Problem to solve
In this exercise, return each entry exactly as given.

Extracted data

··········

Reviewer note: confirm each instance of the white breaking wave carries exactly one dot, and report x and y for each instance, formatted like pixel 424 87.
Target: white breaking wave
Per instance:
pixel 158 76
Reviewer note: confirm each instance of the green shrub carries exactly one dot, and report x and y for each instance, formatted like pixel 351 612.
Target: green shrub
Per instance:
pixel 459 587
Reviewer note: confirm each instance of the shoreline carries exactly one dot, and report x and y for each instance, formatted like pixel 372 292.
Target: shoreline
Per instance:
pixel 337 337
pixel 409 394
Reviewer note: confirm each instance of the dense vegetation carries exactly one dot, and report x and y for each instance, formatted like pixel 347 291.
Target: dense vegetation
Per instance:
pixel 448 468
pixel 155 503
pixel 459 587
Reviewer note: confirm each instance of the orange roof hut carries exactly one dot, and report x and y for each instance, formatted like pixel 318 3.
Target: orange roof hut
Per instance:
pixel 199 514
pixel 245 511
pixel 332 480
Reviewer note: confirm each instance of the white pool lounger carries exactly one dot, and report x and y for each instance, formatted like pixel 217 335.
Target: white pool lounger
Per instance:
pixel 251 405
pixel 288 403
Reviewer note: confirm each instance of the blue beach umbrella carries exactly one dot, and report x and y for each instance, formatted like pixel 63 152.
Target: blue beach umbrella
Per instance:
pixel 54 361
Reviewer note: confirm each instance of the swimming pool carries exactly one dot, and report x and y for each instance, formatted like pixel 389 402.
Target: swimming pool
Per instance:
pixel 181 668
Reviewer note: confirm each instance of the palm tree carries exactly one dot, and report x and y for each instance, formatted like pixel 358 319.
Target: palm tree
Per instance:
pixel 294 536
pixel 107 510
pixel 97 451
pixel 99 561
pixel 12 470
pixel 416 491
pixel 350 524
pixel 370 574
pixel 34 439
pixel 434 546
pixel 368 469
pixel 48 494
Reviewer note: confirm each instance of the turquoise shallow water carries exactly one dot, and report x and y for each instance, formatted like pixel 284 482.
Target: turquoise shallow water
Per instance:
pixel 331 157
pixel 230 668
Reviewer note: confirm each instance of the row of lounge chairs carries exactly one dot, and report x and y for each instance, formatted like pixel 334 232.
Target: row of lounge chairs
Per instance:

··········

Task answer
Reviewer note: confirm each instance of the white breaking wave carries exactly one dot, and report x and y for each instance, formatted like pixel 424 87.
Target: white breaking wave
Per instance:
pixel 158 76
Reviewer note: confirm each instance of the green shrub carries exactly one dot, and report x and y for each instance, formatted like pixel 351 612.
Target: green shrub
Per instance:
pixel 459 587
Reviewer note: confirm each instance of the shoreline carries exactly one dot, and report x and y for each instance, formatted like pixel 372 292.
Target: shoreline
Per instance:
pixel 337 337
pixel 409 394
Reviewer note: confirm each instance of the dense vegetation carries exactly one dot, and report x and y for each instance, formatted like pixel 347 291.
Target: dense vegetation
Per instance:
pixel 448 468
pixel 155 503
pixel 459 587
Reviewer note: confirm each instance of the orange roof hut carries exactly one dot, and report x and y for each instance, formatted like pixel 318 3.
Target: orange roof hut
Per instance:
pixel 199 514
pixel 245 511
pixel 332 480
Reviewer note: confirm each instance of the white pool lounger carries exactly one dot, and report x and y for each instance, formatted like pixel 217 335.
Target: white pool lounger
Per instance:
pixel 251 405
pixel 288 403
Reviewer note: confirm each instance of the blue beach umbrella carries exactly one dot, and report x and y for each instance, formatted like pixel 63 152.
Target: blue beach umbrella
Per instance:
pixel 54 361
Reviewer note: confirm each instance of the swimming pool carries exactly one dot, and report x and y for each instance, formatted like pixel 389 402.
Target: swimming pool
Per instance:
pixel 181 668
Reviewer note: confirm each instance of the palm tree carries exactly one dot, and report x and y for each instance, formatted like pixel 358 319.
Target: palm tree
Per instance:
pixel 294 536
pixel 107 510
pixel 97 451
pixel 99 561
pixel 12 470
pixel 416 491
pixel 350 524
pixel 370 574
pixel 34 439
pixel 434 546
pixel 368 469
pixel 48 494
Reviewer note: confirm each instance of the turquoise shallow water carries exactly one dot, and report x and y for each instance, formatted like pixel 284 482.
Target: turquoise shallow water
Per instance:
pixel 331 157
pixel 230 668
Reviewer note: confirm each instance of the row of lounge chairs carries exactly one dot, and report x and y for each instance, formatted like pixel 334 232.
Target: row of lounge chairs
Per instance:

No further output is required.